:: INSTRUÇÕES ::
1. Diga se cada afirmação concorda com o texto sobre jogos como serviço, respondendo sim ou não e citando literalmente as palavras do texto que decidem a questão: (a) um GaaS precisa ser gratuito; (b) World of Warcraft é citado como exemplo de MMORPG que segue esse plano de negócios; (c) o formato F2P costuma estar ligado aos jogos mobile.
2. Escreva a continuação do texto sobre jogos como serviço, começando logo depois da última frase apresentada.

:: TRECHO FORNECIDO ::
Claro, o sucesso de Fortnite acendeu os alarmes dos demais estúdios de games, de pequenos e grandes às gigantescas corporações, pela possibilidade de que investir em experiências single-player e vendas únicas não era mais tão interessante, do ponto de vista de negócios. Cativar o jogador para que ele se sentisse compelido a jogar um game, gratuito ou não, e continuasse gastando com microtransações diversas constantemente, passou a ser a norma.

A ascensão dos Jogos como um Serviço não foi um movimento isolado, ele faz parte de uma tendência da indústria tech, de migrar o formato de venda única para a manutenção de serviços baseados em planos de assinaturas, e como dissemos, o formato em games não é inédito, basta ver que este é o plano de negócios de MMORPGs há muitos anos no mercado, como World of Warcraft, e os Final Fantasies XI e XIV.

Veja bem, um GaaS não precisa ser exclusivamente gratuito, como os acima não o são, assim como DOOM Eternal e Diablo IV, no que estes contam com uma das características de Fortnite, o Passe de Batalha. O formato de F2P é normalmente atrelado aos jogos mobile, com os gacha games sendo os representantes mais populares, e lucrativos.

Porém, o interesse do público em uma tendência de mídia é cíclico. Veja o cinema, que por décadas consumiu filmes de faroeste, para passar a rejeitá-los, trocando-os por aventuras policiais e de espionagem, depois comédias adolescentes com innuendos sexuais, de ação desenfreada, estrelados por Stallone, Schwarzenegger e cia., e hoje o gênero dos super-heróis das HQs, que também não estão agradando muito mais.

Com jogos não é diferente, passada a novidade, os gamers voltarão sua atenção a gêneros mais seguros e familiares, como experiências single player ou competitivos clássicos, como os de luta. Estúdios mais dedicados buscam rever suas experiências, para manter o interesse dos jogadores.

Fortnite também teve que se reinventar, para atrair um público maior (Crédito: Divulgação/Epic Games)

Fortnite também teve que se reinventar, para atrair um público maior (Crédito: Divulgação/Epic Games)

:: DADOS APRESENTADOS ::
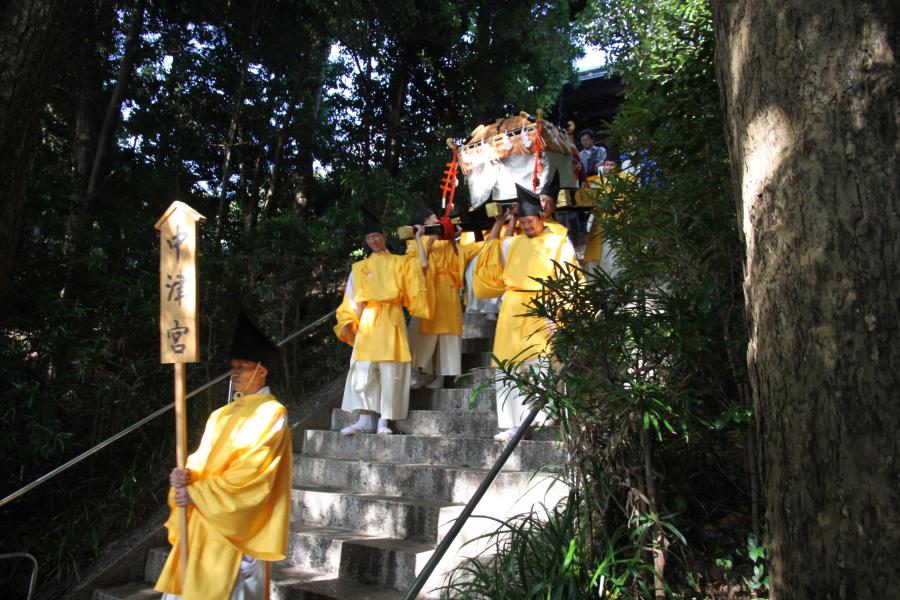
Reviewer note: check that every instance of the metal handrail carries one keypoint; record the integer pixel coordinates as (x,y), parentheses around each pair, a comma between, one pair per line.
(87,453)
(460,521)
(33,560)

:: RESPOSTAS ÀS TAREFAS ::
1.
(a) Não: "um GaaS não precisa ser exclusivamente gratuito".
(b) Sim: "este é o plano de negócios de MMORPGs há muitos anos no mercado, como World of Warcraft".
(c) Sim: "O formato de F2P é normalmente atrelado aos jogos mobile".

2.
Fortnite mesmo não foi exceção, muita gente não chegava perto dele por não suportar o gênero Battle Royale. A solução? Adicionar mais modos, como Rocket Racing, spin-off de Rocket League, desenvolvido também pela Psyonix, o musical Fortnite Festival, da Harmonix (franquia Rock Band), e LEGO Fortnite, este para bater de frente com Minecraft.

Eu conheço gente que não encosta o dedo na porção Battle Royale, mas está se divertindo muito com Fortnite Festival, Rocket League e LEGO Fortnite, e até mesmo adquiriram a porção que inclui o modo legado Salve o Mundo, que continua premium, cada um com seus conteúdos monetizáveis.

Claro, estúdios mais comprometidos com o conteúdo terão uma melhor recepção por parte do público, mas o que acontece quando as desenvolvedoras apelam para a monetização contínua apenas pelo "vamos faturar?" Se olharmos apenas para jogos F2P, há uma infinidade deles que vêm e vão, em consoles e mobile, encerrados tão logo o investimento não se justifique, ou o estúdio perca o interesse.

Dá para citar casos recentes, como a Nintendo e a Square Enix decidindo por fechar os gacha games Dragalia Lost e NieR:Re[in]carnation respectivamente, sendo que o enredo do segundo é relevante para a cronologia da franquia NieR, e que em breve, não poderá mais ser jogado, apenas assistido em vídeos legados.

No entanto, jogos com preços cheios também não escapam, e é aqui que as coisas degringolam, pois o público não aceita muito bem a ideia de pagar pelo preço premium E ser compelido a continuar gastando, e se a experiência for menos que o ideal, a reação será a pior possível. Principalmente se o estúdio encarregado de um Jogo como um Serviço é mais conhecido pelas experiências single player.

Os dois exemplos mais recentes são Marvel's Avengers, da Crystal Dynamics (dos dois primeiros remakes de Tomb Raider; Shadow ficou a cargo da Eidos Montreal), e o recém-lançado Suicide Squad: Kill the Justice League, desenvolvido pela Rocksteady Studios e o 4.º capítulo da franquia Arkham, o que muitos tomaram como ofensa pessoal, principalmente pela forma que o game lidou com o Batman (sem spoilers), o mesmo personagem que controlamos nos três games single player anteriores.

A maioria do público não aceitou que uma série, que se tornou famosa por focar a narrativa em uma aventura para um jogador, "evoluiu" para um looter shooter com movimentação e combates genéricos, em um ambiente nada interessante. Claro, a Rocksteady é a menos culpada da história, o estúdio foi incumbido pela Warner para continuar a série Arkham, valendo-se do prestígio da franquia, mas desta vez focando no GaaS.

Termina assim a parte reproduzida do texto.